TASK TO COMPLETE
Write the records below out in full, character for character, with no pictures.

[Opening SUPPLIED RECORDS section]

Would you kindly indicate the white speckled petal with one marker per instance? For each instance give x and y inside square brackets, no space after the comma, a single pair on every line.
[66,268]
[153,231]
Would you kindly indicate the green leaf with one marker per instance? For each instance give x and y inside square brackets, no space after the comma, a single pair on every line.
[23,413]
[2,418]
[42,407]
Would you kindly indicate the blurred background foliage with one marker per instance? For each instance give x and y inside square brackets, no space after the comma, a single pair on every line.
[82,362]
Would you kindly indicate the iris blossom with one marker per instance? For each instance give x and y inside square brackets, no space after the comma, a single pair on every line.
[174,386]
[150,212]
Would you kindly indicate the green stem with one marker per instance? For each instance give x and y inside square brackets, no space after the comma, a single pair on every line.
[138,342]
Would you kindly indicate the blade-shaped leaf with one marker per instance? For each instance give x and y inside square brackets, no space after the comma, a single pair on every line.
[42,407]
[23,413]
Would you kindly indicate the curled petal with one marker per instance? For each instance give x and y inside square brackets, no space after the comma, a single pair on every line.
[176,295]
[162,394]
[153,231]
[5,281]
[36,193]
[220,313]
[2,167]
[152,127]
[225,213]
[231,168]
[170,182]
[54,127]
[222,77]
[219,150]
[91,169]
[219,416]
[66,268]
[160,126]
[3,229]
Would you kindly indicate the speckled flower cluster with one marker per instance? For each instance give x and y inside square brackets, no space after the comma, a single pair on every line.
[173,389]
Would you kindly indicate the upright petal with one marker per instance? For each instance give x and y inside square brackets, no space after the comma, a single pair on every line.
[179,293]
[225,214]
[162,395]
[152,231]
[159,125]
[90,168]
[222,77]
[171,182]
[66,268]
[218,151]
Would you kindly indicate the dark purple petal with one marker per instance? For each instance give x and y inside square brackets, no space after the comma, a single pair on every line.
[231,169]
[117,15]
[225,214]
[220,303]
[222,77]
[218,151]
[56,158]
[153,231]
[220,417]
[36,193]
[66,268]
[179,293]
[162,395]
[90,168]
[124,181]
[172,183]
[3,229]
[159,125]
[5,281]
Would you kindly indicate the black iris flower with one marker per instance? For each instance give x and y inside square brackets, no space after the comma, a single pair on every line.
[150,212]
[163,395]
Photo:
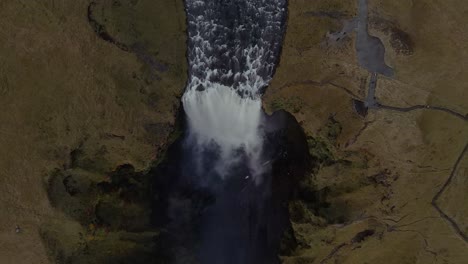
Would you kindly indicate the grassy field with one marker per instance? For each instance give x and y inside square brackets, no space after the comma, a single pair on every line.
[373,199]
[62,88]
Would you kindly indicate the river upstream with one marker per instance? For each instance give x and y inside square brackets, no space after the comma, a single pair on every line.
[225,185]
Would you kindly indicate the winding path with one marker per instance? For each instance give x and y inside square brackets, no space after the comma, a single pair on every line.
[450,220]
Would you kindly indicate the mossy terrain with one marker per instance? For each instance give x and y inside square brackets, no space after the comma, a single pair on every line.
[77,105]
[388,188]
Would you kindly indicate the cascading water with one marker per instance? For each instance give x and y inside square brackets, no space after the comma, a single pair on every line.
[222,195]
[233,49]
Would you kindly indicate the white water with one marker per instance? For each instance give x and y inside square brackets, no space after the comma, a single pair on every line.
[228,68]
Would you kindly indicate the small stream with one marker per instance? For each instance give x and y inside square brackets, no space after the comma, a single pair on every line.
[222,194]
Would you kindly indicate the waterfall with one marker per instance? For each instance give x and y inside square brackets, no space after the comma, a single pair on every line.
[233,48]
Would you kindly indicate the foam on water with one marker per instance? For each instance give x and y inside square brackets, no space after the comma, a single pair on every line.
[233,46]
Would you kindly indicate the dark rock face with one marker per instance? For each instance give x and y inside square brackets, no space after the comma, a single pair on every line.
[233,220]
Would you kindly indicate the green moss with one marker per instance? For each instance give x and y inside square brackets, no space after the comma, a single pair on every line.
[333,129]
[320,151]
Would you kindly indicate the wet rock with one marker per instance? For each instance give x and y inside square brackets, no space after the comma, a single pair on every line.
[361,236]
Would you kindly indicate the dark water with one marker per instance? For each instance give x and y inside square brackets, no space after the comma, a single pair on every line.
[230,221]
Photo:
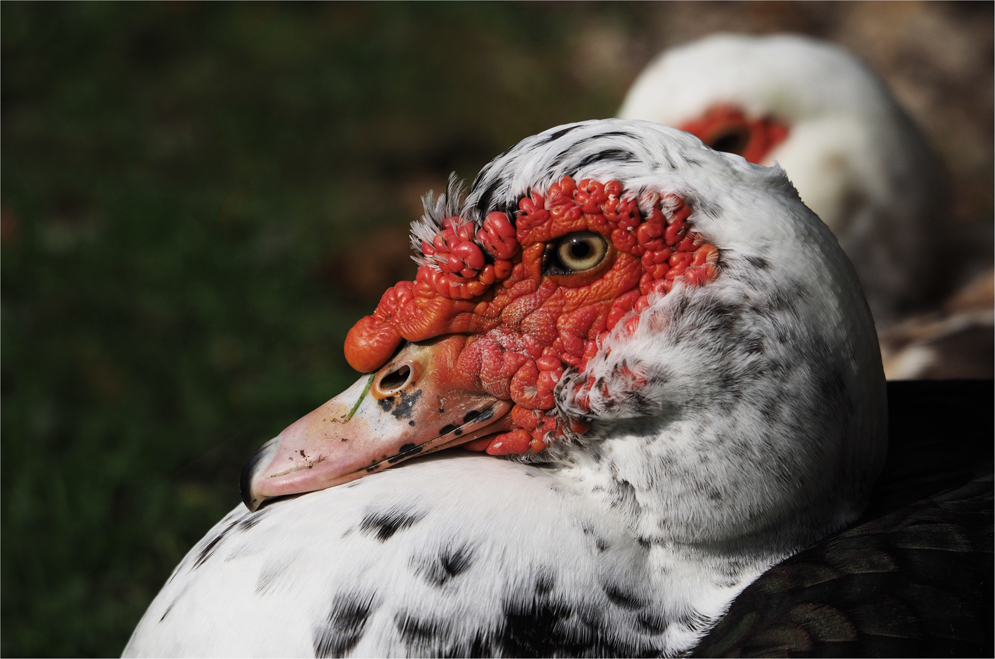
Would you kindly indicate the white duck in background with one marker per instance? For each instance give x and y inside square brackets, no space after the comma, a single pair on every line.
[854,156]
[669,343]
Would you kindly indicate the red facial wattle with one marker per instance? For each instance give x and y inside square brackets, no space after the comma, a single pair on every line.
[526,325]
[726,128]
[495,316]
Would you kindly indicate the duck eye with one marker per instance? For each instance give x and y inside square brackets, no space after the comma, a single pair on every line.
[733,139]
[582,251]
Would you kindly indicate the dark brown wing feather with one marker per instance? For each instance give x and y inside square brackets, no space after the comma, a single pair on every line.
[913,577]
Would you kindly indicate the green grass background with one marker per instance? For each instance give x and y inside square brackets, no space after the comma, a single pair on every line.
[186,191]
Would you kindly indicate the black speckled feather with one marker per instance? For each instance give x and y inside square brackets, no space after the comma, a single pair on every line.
[913,577]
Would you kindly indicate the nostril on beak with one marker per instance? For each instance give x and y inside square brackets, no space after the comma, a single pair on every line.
[394,381]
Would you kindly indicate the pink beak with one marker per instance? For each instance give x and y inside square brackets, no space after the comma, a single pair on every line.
[406,409]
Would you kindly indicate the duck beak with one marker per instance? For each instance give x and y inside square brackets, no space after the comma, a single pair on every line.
[412,406]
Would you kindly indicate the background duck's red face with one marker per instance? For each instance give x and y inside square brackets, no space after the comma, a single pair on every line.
[494,317]
[725,128]
[535,296]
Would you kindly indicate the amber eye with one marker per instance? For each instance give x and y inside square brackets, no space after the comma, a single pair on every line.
[733,139]
[577,252]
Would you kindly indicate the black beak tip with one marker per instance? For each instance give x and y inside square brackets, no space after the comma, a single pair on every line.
[261,457]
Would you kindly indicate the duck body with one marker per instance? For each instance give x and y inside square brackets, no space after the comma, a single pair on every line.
[854,155]
[422,562]
[728,419]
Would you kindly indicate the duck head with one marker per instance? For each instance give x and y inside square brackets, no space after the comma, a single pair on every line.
[615,297]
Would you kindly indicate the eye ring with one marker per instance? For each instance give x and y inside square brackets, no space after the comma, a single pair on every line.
[577,252]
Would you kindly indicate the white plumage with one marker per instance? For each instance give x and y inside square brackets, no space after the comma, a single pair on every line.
[852,153]
[756,427]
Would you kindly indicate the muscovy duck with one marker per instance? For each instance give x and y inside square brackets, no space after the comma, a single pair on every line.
[671,351]
[855,157]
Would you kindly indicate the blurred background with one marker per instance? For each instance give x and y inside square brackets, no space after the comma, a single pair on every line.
[198,200]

[Closing SUPPLIED RECORDS section]

EXPECTED ANSWER
Would you kindly indicate the white speckled petal with one marker per instance? For each instance give x and y inside square brackets, no space after the comma, a single pair on every line.
[66,268]
[153,231]
Would you kindly indicate the green leaf with one marker per instance? For each instance give x and y inside square brackets, no space after the comma, a single pair on every line.
[23,413]
[2,418]
[42,407]
Would you kindly indicate the blurred background foliage with one marker per instance? For each instance give x and y inside square brackets, no space after the comma, a single pair on every line.
[82,362]
Would you kindly indicate the iris blossom with one marker per instance? For each instance give x and y inside square brackets, no space after the comma, a single pair on every line.
[174,386]
[150,212]
Would you kindly indicate the green stem with one marker per instance? For each instance give x and y inside square brackets, no space after the comma, a single pair on every line.
[138,342]
Would you kindly indicate the blade-shaped leaf with one marker per instance? For each instance give x and y inside square brackets, no space after the comma, a single pair on every line.
[42,407]
[23,413]
Would you kindly indicate the curled petal with one marker per instance? For each instance give x and y inside square brackets, no space after the comma, a single pair on every line.
[176,295]
[162,394]
[153,231]
[5,281]
[36,193]
[220,313]
[2,167]
[152,127]
[225,213]
[231,168]
[170,182]
[54,127]
[222,77]
[219,150]
[91,169]
[219,416]
[66,268]
[160,126]
[3,229]
Would you kindly indicate the speckled flower cluster with one marker per instance? For each instance give x and y inside square brackets, no space after the comma, a single pair on every line.
[173,389]
Would you kindly indicate the upright petal with one marker per instance? For each instance give x and y inside square brackets, no space after the comma, a single pair on every line.
[179,293]
[225,214]
[162,395]
[152,231]
[159,125]
[90,168]
[222,77]
[171,182]
[66,268]
[218,151]
Would you kindly indicate the dark purple petal with one marker per instance? For each instance give x and y inside square brackets, no space after the comma, a single pair on every line.
[231,169]
[117,15]
[225,214]
[220,303]
[222,77]
[218,151]
[56,158]
[153,231]
[220,417]
[36,193]
[66,268]
[179,293]
[162,395]
[90,168]
[124,181]
[172,183]
[3,229]
[159,125]
[5,281]
Would you kindly indicate the black iris flower with one marker per instance? For each instance give x and y inside square brackets, no space after the comma, a single pair on every line.
[150,212]
[163,395]
Photo:
Would you kindly indicate the grassy field with one marker per instance? For each instance give x and y inside square brackets, no space after the comma, a single pair on every line.
[373,199]
[62,88]
Would you kindly indicate the river upstream with one marker per instance? For each instance give x and y inside square brackets, no space after the comma, a single pair on every line.
[225,185]
Would you kindly indicate the winding path with one marker per instance? For each instance give x and y inside square brackets, no space after the comma, a single pair on every line.
[450,220]
Would you kindly indicate the mossy terrain with one marker per instance? For each instance give x and y inside square brackets, no space after the comma, a single pair on every line.
[77,105]
[388,188]
Would you kindly indicate the cascading water with one marker per instance? For each instance give x and y inside square brackets, no space after the comma, a single pair on every line.
[222,195]
[233,49]
Would you kindly indicate the white water with one marker per instance? For each instance give x and y inside square brackets, no space after the comma, a single pair on every line.
[228,68]
Would you kindly indicate the small stream with one marker per instance? For each instance give x and y inside square brackets, no space after the comma, a single pair on every line.
[222,194]
Would you kindly indicate the waterfall with one marker per instance? For each instance give x and y inside square brackets, no space after the comma, a single pair on every line.
[233,48]
Would you kindly indicate the foam on water with one marker per instance? For each instance give x and y inside square brackets, no space after the comma, a single pair on every line.
[233,46]
Would you kindly indicate the dark rock face with one marker per instance? For each instance give x and y inside square brackets, no space after the comma, a single pair on every line.
[233,220]
Would you kindly indicate the green moss with one marker per instance? For each instance give x and y inside square brackets, no space after the comma, a single pair on every line.
[333,129]
[320,151]
Would you kindly indicate the wet rock with one marker per instance? For each instance give x and y inside square brackets, no space after the comma, a single pair on every line.
[361,236]
Would you kindly indicate the dark water with one marker per instance? For each instance give x and y inside square brackets, no space after the comma, a single pair on every line.
[230,221]
Photo:
Would you kindly indicate the white duck in background with one marker per instance? For each instance give x and y inside square brackets, no space after the comma, a single pair on every line.
[854,156]
[669,343]
Would you kindly indicate the red facial wattle with one marker per instance? For each instance give x and y inside square brackets, no space after the comma, a single pair on every line.
[526,325]
[726,128]
[495,316]
Would you kindly indicate the duck eye with one marker per instance? For each instance give x and y inside square brackets, no space after the comma, a single pair on every line.
[733,139]
[582,251]
Would you kindly indicate the dark brown wing feather with one marker per instance? For each instance give x and y inside square brackets, no space after the comma, a single pair on every line.
[913,577]
Would you kindly indicate the green grass background with one marker per instance? For each instance give x and y inside square brackets, no space after the comma, a single pair on every line.
[186,191]
Would you kindly indicate the black speckled feather with one marker per instance? For each instance give x and y inside square brackets, no space after the comma, a single pair on every line.
[913,577]
Would you kindly indicate the nostril on beak with one marker per instance? For each instance give x and y inside square brackets, no space after the comma, a single pair on every line.
[394,381]
Would you kindly indicate the pink beak with one marker per instance? For each instance give x and y inside square brackets, no space after the comma, a single pair on every line.
[406,409]
Would you kindly indicate the duck beak with one marker per instance? For each instance give x and y inside square brackets, no space after the comma, a single pair on every line.
[412,406]
Would you kindly indicate the background duck's red face with one marker per instance? For each instance give x and y inside square brackets, no space after the comma, a single pair on every line.
[494,317]
[725,128]
[535,296]
Would you kindly indicate the amber eye with one marker per instance? For each instance give x and y inside square brackets, no space after the comma, a single pair on every line.
[733,139]
[577,252]
Would you kindly indicate the black beak tip with one marker per instance? For each instance give x and y inside square brackets, no space after the comma, a single pair on every line.
[261,457]
Would you kindly indicate the duck body with one marker per instance? For each instance give x and y inside square brackets, no space after the comma, a single pair on every line.
[854,155]
[422,562]
[728,419]
Would you kindly indicate the duck head with one marker per instance? For each instance give x and y inside square brackets, no space after the comma, a single pair on every line.
[615,297]
Would you kindly indicate the eye ring with one marker per instance? For each instance give x and y inside square brackets, no space after the comma, a single pair on every line.
[577,252]
Would you kindly indicate the white plumage with one marker per instance? For each instance give x and y inside square brackets, no space after the comma, a single pair on every line.
[852,153]
[756,427]
Would you kindly indicate the muscovy duck with one marker per instance? For each instance give x and y inside square brackets, no space after the comma, a single pair on every line.
[671,351]
[855,157]
Would you kindly indicate the blurred background with one marker per instance? For each instance give x and y inside square brackets, no space after the comma, a single pair on every line.
[198,200]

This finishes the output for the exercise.